Show every line below that contains the string "target", copying each one in full. Case counts.
────────────────────────────────────────
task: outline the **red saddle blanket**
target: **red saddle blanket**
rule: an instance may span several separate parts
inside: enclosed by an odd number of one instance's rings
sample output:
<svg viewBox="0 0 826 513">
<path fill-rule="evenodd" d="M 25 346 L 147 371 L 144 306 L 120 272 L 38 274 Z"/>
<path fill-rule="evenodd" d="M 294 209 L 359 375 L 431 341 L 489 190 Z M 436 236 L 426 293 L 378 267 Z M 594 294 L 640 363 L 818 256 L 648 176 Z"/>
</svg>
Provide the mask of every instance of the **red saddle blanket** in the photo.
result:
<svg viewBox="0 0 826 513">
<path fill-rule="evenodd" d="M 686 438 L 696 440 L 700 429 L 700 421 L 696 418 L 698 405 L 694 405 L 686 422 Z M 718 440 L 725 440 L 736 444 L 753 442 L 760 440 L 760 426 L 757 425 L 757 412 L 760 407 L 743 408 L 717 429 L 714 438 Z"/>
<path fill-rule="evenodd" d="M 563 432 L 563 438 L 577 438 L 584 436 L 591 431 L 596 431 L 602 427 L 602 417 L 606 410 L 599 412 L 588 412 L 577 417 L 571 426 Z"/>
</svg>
────────────────────────────────────────
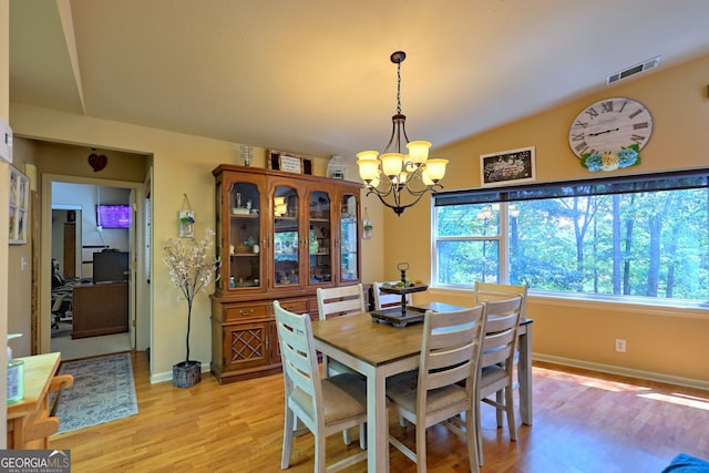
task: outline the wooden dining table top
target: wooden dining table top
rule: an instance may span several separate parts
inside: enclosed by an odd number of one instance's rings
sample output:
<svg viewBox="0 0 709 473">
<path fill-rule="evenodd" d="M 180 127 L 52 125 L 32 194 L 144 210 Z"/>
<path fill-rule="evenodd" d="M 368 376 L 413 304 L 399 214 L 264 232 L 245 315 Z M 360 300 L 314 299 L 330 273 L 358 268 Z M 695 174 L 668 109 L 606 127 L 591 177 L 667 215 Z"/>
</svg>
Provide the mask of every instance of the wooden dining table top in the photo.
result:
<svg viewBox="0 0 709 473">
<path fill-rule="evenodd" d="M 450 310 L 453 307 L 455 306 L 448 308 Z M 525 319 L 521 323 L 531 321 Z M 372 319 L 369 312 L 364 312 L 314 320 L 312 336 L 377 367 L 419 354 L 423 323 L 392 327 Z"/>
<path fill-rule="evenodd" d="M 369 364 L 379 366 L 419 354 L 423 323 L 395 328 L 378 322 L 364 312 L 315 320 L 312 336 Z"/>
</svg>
────────────────────────────────────────
### Result for this exercise
target: **red saddle blanket**
target: wooden dining table top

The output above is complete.